==== Records for this task

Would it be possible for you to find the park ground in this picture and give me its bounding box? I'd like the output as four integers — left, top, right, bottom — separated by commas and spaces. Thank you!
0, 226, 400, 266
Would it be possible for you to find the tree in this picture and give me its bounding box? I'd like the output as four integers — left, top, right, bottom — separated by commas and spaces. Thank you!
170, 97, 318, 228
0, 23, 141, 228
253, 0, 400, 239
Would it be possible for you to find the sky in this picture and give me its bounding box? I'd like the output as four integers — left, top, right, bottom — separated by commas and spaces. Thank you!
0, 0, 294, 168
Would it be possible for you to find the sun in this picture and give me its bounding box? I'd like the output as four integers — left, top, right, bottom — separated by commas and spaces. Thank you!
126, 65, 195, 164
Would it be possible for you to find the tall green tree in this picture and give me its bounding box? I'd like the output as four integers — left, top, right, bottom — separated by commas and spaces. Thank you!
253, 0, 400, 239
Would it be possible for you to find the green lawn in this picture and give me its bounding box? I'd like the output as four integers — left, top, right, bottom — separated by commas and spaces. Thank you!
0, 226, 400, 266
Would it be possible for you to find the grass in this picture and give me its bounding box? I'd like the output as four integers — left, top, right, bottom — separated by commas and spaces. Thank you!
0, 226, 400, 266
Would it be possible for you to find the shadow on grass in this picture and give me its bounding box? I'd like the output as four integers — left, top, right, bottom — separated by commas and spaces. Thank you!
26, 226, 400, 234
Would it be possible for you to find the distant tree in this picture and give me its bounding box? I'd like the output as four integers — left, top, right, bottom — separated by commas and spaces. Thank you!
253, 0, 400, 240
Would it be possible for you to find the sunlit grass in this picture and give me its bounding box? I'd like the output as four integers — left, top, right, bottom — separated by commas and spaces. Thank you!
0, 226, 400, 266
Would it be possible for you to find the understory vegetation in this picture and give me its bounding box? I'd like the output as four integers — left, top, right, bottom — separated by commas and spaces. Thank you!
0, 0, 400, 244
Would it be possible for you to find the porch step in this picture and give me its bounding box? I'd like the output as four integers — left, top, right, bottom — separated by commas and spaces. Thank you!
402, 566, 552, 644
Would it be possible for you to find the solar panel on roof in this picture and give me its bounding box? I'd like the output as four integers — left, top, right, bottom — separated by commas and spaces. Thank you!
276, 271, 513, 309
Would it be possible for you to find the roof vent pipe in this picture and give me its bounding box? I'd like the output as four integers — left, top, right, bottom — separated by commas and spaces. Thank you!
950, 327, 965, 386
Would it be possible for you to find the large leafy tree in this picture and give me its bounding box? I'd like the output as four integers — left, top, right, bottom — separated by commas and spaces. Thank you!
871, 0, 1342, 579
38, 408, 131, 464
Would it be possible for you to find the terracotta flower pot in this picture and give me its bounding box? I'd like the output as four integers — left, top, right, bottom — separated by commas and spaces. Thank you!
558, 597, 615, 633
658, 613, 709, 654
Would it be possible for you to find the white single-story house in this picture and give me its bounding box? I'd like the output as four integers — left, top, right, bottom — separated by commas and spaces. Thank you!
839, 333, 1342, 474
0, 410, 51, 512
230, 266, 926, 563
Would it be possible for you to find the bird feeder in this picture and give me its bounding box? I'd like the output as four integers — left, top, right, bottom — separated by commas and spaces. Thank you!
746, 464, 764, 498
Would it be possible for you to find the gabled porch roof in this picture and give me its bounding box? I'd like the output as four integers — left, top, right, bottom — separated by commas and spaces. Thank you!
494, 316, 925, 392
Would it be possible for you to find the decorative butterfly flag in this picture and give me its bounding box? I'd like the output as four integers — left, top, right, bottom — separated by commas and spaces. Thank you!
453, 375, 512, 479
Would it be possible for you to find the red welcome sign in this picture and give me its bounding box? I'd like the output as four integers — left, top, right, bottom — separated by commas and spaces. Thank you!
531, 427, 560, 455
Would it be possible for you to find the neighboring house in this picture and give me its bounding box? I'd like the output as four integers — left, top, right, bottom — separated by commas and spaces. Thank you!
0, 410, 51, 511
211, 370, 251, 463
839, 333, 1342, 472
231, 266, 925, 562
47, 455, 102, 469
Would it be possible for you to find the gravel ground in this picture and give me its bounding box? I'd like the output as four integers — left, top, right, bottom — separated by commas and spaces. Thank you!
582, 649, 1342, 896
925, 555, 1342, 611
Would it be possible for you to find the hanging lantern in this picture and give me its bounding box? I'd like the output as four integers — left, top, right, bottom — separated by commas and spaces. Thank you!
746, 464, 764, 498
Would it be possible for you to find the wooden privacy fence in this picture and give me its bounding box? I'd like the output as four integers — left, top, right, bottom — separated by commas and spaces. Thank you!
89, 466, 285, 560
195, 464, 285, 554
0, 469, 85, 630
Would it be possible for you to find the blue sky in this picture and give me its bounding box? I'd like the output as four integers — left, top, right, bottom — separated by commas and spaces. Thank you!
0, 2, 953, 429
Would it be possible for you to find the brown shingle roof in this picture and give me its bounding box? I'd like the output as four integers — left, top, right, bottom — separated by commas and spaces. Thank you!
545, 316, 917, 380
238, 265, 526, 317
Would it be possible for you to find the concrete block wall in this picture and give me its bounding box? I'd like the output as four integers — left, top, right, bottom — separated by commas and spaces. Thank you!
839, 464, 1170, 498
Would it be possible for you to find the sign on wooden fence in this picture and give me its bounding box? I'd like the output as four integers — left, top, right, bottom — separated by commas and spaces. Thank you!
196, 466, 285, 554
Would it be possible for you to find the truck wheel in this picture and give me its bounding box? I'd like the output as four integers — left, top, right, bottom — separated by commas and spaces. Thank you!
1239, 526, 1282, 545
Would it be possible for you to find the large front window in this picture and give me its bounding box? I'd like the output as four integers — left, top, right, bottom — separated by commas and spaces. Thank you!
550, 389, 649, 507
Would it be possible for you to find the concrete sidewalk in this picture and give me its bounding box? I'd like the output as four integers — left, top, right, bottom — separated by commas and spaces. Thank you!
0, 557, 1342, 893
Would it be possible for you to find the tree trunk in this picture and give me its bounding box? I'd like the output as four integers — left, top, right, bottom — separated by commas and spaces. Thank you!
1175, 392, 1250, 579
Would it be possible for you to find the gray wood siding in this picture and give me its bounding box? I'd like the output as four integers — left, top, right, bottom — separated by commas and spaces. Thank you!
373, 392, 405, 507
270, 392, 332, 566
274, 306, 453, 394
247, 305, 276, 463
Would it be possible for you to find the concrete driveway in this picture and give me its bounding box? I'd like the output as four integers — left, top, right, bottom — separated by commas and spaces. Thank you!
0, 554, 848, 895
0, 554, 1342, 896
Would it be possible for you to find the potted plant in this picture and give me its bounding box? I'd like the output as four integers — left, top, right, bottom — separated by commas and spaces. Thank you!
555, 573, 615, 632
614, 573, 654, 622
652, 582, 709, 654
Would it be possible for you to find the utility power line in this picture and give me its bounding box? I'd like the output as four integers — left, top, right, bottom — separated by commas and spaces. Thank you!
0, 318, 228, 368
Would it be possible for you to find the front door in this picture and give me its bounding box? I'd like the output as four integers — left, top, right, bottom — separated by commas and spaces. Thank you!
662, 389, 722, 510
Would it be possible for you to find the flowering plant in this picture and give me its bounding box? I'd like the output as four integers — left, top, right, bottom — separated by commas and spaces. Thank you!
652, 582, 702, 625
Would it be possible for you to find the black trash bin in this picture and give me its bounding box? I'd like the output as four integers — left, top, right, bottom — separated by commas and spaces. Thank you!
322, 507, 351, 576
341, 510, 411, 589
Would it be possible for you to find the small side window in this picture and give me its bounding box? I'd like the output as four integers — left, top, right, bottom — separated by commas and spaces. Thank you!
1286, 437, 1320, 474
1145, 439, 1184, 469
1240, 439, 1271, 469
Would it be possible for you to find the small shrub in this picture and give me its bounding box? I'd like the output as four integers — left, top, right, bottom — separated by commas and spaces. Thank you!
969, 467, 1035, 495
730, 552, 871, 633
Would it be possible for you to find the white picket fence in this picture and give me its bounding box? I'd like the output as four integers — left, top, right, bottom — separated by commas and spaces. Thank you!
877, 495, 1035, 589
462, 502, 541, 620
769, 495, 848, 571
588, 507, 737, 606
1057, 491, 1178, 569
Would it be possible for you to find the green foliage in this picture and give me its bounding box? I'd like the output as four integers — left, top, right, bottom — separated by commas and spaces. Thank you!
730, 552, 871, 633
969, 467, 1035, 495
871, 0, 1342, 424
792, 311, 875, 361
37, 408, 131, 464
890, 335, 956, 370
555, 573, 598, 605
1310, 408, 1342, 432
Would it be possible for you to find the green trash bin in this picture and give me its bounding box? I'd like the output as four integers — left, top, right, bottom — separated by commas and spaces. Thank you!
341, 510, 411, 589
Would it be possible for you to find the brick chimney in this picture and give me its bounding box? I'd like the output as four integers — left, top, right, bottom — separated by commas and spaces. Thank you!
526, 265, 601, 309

========

**Prompt**
Collect every line in the records above that contains the word "white", and copy each one in full.

**Exercise response**
Would it be possible for you to find the white single-story house in this picture and give me its bounding box? I'd like the output as four integers — left, top, right, bottom — separated by commas and spaces. Thank you!
Would it be possible for you to find the white picket fence in this picture and give me its bounding box? I'd like the output as four integers — left, top, right, bottom — separated by commas and spaces. Thank you!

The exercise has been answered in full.